[START Data rows]
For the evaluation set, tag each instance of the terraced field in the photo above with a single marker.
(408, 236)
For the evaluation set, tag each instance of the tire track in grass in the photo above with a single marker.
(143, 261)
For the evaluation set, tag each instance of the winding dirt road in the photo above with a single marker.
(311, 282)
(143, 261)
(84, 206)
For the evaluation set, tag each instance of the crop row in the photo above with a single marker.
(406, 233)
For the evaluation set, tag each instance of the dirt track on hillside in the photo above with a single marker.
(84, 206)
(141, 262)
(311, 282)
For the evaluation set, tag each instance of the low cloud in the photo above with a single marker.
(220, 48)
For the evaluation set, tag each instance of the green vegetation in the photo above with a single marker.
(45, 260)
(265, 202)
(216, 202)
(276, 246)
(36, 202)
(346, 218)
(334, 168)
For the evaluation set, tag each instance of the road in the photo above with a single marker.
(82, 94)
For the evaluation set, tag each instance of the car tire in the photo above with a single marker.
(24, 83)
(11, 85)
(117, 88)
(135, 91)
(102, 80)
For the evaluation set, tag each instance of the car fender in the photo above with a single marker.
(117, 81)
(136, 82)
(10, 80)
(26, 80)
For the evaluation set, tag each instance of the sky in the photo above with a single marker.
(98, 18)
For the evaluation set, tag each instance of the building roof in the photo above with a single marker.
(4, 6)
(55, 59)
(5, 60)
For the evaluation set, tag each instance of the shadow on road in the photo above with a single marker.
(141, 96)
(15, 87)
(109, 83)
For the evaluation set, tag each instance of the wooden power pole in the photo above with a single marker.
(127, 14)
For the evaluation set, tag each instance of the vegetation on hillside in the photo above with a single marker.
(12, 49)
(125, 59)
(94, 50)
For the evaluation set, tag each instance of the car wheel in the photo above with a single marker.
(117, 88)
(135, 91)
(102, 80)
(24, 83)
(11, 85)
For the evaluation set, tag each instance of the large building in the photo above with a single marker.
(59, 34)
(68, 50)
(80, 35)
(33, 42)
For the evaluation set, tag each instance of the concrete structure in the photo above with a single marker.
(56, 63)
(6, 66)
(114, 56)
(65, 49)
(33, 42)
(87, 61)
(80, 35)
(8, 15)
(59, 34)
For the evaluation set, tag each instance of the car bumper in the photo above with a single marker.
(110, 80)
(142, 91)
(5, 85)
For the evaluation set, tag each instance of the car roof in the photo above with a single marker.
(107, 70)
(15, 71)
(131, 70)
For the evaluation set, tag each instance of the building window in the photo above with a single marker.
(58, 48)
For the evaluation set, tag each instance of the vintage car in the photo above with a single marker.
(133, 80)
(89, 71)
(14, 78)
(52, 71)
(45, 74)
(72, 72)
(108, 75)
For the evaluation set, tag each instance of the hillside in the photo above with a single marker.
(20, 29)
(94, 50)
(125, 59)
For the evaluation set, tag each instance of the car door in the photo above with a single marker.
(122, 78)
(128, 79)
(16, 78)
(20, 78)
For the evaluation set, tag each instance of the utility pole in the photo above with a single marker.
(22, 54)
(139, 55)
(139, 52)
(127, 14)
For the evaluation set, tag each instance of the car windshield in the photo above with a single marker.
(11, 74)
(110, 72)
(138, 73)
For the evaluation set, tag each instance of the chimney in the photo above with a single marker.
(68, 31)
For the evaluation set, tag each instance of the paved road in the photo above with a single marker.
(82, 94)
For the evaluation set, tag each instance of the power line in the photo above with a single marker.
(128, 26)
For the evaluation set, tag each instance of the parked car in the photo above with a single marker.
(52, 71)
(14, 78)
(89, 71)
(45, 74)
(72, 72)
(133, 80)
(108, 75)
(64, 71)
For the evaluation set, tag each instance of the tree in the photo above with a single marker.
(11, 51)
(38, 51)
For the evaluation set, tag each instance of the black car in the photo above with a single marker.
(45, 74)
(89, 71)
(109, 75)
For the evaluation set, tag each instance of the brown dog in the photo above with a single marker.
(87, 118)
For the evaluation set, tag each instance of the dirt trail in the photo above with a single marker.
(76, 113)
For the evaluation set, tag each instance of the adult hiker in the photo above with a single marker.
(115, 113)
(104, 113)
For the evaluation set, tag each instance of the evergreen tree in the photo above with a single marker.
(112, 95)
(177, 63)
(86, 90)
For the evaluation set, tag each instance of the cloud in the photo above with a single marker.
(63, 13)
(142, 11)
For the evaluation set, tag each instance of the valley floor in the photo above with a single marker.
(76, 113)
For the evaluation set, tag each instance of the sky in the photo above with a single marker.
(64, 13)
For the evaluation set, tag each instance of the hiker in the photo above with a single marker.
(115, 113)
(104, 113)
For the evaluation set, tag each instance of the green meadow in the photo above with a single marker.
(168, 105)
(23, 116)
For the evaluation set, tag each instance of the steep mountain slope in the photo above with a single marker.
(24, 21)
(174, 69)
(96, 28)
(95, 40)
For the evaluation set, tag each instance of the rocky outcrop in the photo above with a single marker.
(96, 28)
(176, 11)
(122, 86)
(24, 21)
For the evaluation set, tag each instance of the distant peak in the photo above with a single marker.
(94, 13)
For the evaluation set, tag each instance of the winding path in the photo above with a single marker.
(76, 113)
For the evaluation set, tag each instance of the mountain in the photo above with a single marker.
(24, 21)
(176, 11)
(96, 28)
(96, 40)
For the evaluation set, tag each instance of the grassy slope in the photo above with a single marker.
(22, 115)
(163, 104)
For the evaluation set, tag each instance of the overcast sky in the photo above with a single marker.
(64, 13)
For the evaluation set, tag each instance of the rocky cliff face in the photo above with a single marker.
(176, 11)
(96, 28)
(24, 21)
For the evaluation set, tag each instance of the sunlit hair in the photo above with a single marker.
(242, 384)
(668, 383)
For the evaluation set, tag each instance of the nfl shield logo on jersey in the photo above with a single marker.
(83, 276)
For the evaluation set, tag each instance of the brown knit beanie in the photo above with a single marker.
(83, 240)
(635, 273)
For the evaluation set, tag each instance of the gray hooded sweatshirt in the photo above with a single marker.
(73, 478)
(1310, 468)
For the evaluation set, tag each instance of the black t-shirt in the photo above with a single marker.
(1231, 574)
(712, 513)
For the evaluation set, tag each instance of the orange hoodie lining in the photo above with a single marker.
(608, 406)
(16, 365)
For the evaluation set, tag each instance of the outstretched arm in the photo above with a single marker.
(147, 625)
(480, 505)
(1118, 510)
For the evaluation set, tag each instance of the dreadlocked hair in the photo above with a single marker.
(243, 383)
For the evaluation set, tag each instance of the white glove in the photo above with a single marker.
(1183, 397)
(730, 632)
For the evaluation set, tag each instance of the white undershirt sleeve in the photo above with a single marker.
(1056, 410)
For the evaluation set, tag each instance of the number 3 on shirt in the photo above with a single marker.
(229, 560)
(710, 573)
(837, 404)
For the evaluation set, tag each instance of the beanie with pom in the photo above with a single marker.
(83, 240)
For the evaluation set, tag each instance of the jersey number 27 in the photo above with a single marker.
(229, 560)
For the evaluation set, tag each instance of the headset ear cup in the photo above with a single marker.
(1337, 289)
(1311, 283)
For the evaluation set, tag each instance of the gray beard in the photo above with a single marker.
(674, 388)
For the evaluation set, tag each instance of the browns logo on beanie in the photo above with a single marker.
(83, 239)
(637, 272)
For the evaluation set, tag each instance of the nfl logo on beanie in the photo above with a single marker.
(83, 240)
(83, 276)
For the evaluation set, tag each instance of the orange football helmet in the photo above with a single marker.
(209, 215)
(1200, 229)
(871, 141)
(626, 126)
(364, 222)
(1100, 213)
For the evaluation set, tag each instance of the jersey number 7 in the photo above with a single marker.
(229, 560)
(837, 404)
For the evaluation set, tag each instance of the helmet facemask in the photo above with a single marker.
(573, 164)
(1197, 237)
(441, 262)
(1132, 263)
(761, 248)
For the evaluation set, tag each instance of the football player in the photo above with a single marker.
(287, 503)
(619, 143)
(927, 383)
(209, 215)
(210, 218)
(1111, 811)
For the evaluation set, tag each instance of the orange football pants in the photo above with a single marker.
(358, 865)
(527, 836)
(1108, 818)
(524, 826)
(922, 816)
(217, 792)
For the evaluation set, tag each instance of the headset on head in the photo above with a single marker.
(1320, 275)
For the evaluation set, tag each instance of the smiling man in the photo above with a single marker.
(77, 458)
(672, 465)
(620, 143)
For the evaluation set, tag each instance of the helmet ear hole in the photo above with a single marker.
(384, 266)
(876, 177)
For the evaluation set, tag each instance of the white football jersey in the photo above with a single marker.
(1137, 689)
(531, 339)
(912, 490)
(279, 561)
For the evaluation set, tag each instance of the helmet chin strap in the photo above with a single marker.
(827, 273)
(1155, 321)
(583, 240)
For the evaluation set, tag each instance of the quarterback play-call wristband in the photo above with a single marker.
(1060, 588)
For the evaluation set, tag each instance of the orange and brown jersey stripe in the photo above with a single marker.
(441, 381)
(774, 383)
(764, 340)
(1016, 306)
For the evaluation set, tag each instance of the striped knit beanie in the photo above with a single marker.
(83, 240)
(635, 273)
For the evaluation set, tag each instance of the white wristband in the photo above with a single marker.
[END Data rows]
Rewrite the data as a numbered list, starting at the line containing "For the evaluation set, tag each instance of the football" and running through the last line, with both ends included. Leave out any blank lines.

1. For the evaluation set, tag each instance of the football player in the photo above with a single marker.
2. (287, 503)
3. (619, 143)
4. (927, 383)
5. (209, 215)
6. (210, 218)
7. (1111, 811)
8. For the evaluation set, tag each instance of the orange football pants in the photo above with a single marker.
9. (358, 865)
10. (527, 836)
11. (1108, 818)
12. (524, 826)
13. (922, 816)
14. (217, 792)
15. For the evaluation set, tag each instance of the headset on head in the photo above with a single marker.
16. (1320, 275)
17. For the evaluation set, tag each instance of the smiling man in the photo above with a single marker.
18. (77, 458)
19. (672, 465)
20. (620, 143)
21. For the evaluation set, tag each instance of the helmet ear hole in the photo above with a single marker.
22. (384, 266)
23. (876, 177)
24. For the evaluation set, tag each instance of the white football jersey in the photo above with a single marker.
25. (1137, 689)
26. (531, 339)
27. (912, 490)
28. (279, 561)
29. For the evaluation set, tag each instance of the helmet chin strap in the photo above with a single marker.
30. (827, 273)
31. (1155, 321)
32. (583, 240)
33. For the evaluation set, tag each instance of the quarterback play-call wristband in the photo above with a single marker.
34. (1060, 588)
35. For the evaluation set, tag each instance of the orange and brown jersey stripe in the photo above with a single marker.
36. (441, 381)
37. (774, 383)
38. (764, 340)
39. (1016, 306)
40. For the evaluation set, tag each instance of the striped knit beanie in the photo above with a single marker.
41. (83, 240)
42. (635, 273)
43. For the evaluation set, tag each instance of the white wristband in the photo above with a single marker.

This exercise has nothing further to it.